§ НАБОР ЗАДАНИЙ
(1) Что, согласно фрагменту о «брутальности», случилось с Грецией, когда клерикализм отменил Олимпийские игры?
(2) Перепишите часть фрагмента о «брутальности», начиная со слов «Через долгое время» и заканчивая словами «точки зрения природы?», заменив «Бонапарт» на «Наполеон».

§ ИЗВЛЕЧЁННЫЙ ТЕКСТ
▼▼▼

Ни одна нация, ни одна империя не приходила к упадку — ни одна раса не бывала порабощённой из-за того, что находила удовольствие в мужских видах спорта — в охоте на вепрей и львов, и на людей тоже — в смертельных поединках — в дуэлях — в сражениях за приз — в гладиаторских боях — в «жестокой и кровавой» обстановке. Нет! Ни одна! (Природа жестока — в миллион раз больше, чем когда-либо был человек.) Но дюжины «цивилизаций» погибли позорно, недостойно, из-за распространения язв личной трусости — порождённых изнеженностью, роскошью, ростовщичеством, тяжким трудом, государственностью, религиозными предрассудками, «культурой» и мирным существованием.

Недостаток отваги — физическое одряхление — скудость разума — страх перед опасностью и ужас смерти (явные признаки расового упадка) никогда не происходили из атлетических турниров, завоевательных войн или гладиаторских игр. Когда клерикализм отменил «смертельный поединок», гордость северных земель тихо сошла на нет, когда он отменил Олимпийские игры, Греция загнила в распаде. А когда он запретил гладиаторские схватки, Вечному Городу «пришёл конец».

Через долгое время достоинства бульдогов обречены восторжествовать, сейчас же они могут быть только развиты (если вообще развиты) ежедневной практикой с самой юности. Отсюда вытекает необходимость в «брутальном» футболе, «брутальной» войне, «брутальных» личных схватках, «брутальных» мыслях и «брутальных» объединениях. (Здесь употреблено слово «брутальный», потому что зачастую оно понимается неправильно и используется как ругательство.[355]) «Брутальные» расы всегда были победоносными расами — величайшие люди всегда были в высшей степени «брутальными». (Александр,[356] Сесострис, Цезарь, Тит, Нерон, Бонапарт, Кромвель, Грант, Бисмарк, Сесил Родс.)

Слово «брутальный» в реальной жизни имеет смысл, обратный изнеженности. Тот мужчина брутален, который не подставит другую щёку. Что делают животные, что было бы неверным с точки зрения природы?

▲▲▲

§ Записи с координатной разметкой
▼▼▼

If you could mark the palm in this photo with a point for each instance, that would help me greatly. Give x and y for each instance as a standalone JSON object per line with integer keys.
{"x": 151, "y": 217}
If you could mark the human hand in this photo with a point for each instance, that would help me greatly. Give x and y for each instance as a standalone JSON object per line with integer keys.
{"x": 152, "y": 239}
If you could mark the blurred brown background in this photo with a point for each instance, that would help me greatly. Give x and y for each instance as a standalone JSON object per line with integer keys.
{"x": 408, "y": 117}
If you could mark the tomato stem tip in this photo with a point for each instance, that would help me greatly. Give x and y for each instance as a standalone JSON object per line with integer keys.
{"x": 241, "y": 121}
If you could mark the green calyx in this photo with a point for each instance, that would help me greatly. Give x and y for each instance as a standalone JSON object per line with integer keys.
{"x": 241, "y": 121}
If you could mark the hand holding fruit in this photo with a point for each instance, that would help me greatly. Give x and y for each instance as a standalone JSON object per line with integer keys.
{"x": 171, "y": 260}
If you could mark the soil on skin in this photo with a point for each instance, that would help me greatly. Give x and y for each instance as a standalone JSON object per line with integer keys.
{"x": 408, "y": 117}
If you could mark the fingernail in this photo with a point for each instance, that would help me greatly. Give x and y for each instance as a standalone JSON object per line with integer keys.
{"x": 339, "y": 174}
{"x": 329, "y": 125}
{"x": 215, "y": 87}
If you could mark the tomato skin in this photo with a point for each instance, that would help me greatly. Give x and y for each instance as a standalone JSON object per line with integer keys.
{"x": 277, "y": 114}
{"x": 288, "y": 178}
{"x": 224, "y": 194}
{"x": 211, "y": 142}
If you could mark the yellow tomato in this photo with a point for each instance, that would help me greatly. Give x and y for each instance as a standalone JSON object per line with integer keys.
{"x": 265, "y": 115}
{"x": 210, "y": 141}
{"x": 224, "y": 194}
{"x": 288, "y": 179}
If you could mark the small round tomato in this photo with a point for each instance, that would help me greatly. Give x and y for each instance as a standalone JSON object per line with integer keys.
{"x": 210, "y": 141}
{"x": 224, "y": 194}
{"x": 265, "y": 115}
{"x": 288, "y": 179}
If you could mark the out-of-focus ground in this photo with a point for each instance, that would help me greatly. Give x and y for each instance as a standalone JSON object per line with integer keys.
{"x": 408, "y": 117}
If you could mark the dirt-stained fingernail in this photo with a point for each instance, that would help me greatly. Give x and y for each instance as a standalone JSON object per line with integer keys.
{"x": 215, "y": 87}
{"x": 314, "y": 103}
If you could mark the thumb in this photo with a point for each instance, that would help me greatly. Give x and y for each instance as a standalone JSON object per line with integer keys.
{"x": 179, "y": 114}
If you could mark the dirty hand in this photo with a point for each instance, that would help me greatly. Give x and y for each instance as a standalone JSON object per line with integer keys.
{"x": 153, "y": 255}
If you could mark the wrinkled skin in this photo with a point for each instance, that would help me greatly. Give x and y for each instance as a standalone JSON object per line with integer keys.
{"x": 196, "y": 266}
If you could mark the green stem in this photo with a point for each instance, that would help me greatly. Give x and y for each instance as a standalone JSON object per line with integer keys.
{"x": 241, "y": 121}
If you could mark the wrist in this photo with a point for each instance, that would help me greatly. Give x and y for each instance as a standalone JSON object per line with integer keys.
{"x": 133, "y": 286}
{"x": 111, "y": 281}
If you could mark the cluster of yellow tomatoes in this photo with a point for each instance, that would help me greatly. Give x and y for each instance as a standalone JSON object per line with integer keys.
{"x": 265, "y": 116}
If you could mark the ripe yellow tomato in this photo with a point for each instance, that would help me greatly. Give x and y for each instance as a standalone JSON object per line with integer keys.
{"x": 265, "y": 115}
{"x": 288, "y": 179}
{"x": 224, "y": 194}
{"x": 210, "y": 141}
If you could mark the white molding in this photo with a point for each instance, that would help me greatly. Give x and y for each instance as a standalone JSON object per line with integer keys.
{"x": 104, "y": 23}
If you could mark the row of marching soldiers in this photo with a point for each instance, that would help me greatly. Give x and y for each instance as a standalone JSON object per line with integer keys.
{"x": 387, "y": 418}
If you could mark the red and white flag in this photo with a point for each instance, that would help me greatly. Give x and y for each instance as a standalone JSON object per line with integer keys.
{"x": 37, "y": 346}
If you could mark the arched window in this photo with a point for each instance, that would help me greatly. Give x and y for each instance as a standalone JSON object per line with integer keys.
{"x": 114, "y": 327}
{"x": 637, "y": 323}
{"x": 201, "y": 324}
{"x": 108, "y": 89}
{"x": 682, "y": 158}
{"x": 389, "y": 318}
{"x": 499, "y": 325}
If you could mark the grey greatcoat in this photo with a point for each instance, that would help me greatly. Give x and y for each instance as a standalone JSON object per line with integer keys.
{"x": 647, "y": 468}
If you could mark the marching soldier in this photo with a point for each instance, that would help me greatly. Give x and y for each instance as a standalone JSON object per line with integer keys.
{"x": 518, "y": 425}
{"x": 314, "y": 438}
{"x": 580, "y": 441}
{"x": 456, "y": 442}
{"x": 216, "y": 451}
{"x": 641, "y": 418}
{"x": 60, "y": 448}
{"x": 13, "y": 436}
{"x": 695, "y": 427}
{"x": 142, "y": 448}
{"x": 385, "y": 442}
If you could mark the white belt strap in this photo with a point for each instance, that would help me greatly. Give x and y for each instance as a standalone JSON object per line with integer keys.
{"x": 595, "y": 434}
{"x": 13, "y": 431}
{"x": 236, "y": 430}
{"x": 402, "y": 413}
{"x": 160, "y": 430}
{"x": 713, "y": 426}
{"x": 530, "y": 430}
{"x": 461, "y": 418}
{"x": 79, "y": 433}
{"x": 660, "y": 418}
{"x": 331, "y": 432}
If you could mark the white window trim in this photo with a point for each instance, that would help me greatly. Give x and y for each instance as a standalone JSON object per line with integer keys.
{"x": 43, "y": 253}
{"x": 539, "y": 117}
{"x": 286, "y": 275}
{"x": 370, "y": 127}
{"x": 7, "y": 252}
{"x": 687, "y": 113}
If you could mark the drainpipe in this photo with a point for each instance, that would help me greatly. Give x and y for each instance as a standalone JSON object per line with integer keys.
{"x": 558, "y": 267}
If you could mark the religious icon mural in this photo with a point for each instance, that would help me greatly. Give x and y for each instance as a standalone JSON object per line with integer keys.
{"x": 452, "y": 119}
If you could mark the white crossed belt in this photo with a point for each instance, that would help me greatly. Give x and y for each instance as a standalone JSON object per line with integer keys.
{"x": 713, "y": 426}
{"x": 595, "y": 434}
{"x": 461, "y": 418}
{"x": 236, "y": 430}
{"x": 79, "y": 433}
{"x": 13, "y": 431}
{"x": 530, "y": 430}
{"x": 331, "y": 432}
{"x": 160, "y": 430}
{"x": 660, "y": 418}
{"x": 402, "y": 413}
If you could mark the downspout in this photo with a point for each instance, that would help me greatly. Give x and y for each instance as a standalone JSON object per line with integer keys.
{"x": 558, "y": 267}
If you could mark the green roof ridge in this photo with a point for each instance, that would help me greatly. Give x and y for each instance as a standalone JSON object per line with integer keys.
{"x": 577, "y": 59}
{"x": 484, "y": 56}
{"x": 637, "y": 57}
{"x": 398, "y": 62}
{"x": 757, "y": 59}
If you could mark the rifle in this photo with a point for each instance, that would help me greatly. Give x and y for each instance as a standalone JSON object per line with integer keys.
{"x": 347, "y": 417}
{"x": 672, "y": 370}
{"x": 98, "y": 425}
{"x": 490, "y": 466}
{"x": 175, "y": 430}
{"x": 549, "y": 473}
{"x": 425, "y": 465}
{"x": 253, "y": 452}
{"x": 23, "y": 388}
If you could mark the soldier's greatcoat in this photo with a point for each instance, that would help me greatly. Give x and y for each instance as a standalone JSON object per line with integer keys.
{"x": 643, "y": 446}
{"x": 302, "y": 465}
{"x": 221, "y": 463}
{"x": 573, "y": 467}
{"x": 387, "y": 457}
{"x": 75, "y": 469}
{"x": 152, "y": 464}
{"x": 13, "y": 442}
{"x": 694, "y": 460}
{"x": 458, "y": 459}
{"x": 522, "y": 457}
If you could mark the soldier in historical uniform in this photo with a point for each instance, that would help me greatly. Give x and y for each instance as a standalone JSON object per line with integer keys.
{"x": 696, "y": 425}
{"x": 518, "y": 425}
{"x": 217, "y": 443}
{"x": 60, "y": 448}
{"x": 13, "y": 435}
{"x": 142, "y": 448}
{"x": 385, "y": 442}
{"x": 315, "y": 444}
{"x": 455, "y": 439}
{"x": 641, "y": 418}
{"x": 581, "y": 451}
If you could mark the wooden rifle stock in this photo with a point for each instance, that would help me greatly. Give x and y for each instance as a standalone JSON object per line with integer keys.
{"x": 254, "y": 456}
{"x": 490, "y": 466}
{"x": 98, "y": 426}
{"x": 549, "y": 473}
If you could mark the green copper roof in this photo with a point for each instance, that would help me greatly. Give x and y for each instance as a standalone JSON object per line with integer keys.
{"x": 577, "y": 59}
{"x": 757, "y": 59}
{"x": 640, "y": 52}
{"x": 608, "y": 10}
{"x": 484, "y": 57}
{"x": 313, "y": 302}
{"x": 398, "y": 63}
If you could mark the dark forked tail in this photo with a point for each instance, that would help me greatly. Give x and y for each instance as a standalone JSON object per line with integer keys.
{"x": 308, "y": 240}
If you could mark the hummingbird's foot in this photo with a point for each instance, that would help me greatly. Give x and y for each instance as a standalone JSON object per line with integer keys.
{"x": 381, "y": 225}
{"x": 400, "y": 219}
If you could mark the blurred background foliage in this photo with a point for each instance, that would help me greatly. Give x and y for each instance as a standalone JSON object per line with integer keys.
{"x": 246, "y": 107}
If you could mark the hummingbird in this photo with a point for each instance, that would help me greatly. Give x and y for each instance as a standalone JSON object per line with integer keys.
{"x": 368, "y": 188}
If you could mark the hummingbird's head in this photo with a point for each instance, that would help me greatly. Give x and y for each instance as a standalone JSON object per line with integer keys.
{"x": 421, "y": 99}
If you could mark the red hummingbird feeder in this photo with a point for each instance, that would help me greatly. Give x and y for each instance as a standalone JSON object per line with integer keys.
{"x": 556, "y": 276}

▲▲▲

§ ОТВЕТЫ К ЗАДАНИЯМ
(1) Греция загнила в распаде.

(2)
Через долгое время достоинства бульдогов обречены восторжествовать, сейчас же они могут быть только развиты (если вообще развиты) ежедневной практикой с самой юности. Отсюда вытекает необходимость в «брутальном» футболе, «брутальной» войне, «брутальных» личных схватках, «брутальных» мыслях и «брутальных» объединениях. (Здесь употреблено слово «брутальный», потому что зачастую оно понимается неправильно и используется как ругательство.[355]) «Брутальные» расы всегда были победоносными расами — величайшие люди всегда были в высшей степени «брутальными». (Александр,[356] Сесострис, Цезарь, Тит, Нерон, Наполеон, Кромвель, Грант, Бисмарк, Сесил Родс.)

Слово «брутальный» в реальной жизни имеет смысл, обратный изнеженности. Тот мужчина брутален, который не подставит другую щёку. Что делают животные, что было бы неверным с точки зрения природы?